To do: From the forum thread on keeping animals outdoors in winter, list each kind of livestock named as living outside in the bitter cold.

Page text:
- - -
Our shepherds always stayed outside in the winter unless the temps dipped below zero. They had comfy igloo doghouses. However, as they got older, we would bring them into the basement if the temps got to about ten degrees. We worried about them then because they were in their teens.


----------



## Pony (Jan 6, 2003)

Like Ozarks Tom, we built a dog shelter into a corner, in our case, a corner of the enclosed (mostly) back porch. We tried insulating it with some mylar stuff we gleaned from a friend's roofing project, but Scot (an American Working Farm Collie) tore it out. He has straw in there now.

Scot likes to come in for breakfast and supper, but stays out the rest of the time. As he refuses to be housebroken, the only time he can sleep in the house is if he's in a kennel.

Bud D Dawg is an American Bulldog, and he is in the house most of the time once the temps dip into the 20's. Just not enough fur on that big ol' bully body to keep him warm.

It took a long time for me to get used to the livestock being outside in the bitter cold (rabbits, chickens, water fowl, goats). But with accommodations (drinkable water, extra hay and feed, protection from the wind) they do very well out there. The goats are not above milking the situation, though. They love it when I feel guilty.


----------



## Pony (Jan 6, 2003)

TedH71 said:


> It's quite easy to housebreak a dog/pup. The main thing is to keep on them when they're pups. Adult dogs housebreak much faster. Crate training really helps. Puppies at 8 weeks of age need to go outside every 15 mins then when they turn 3 months old, add 30 mins to 45 mins to the taking them outside time then 4 months old, should be able to take them outside every 2 hours or so. Once they're 6-12 months old, they should be ABLE to hold it for 8 hours and be able to tell you when they need to go. If you're not doing any of the above then they will not get housebroken. Also it depends on what breed too. Asian dog breeds house break really fast. Easily at 8 weeks to 10 weeks of age. Smaller dog breeds like the rat terrier take 8-12 months due to extremely small bladder and high energy, lol.
> 
> I kept my dogs outside a lot when they were pups and once they started getting the hang of pottying outside, they earned more time inside. Main problem I have with older pups is chewing!!!!!


With our collie, peeing in the house isn't a matter of a full bladder; it's all about marking. I started working with Scot, but the days are so full, and we're making up for lost time due to illness. Maybe when things settle down a bit, I'll spend a couple of days with him. It would be nice to have him housebroken, even though his job is outside.


----------



## OkieDavid (Jan 15, 2007)
- - -
Data excerpt:
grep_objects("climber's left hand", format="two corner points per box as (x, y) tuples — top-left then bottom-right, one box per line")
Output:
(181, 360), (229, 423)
- - -
Result of the task: Rabbits, chickens, water fowl, goats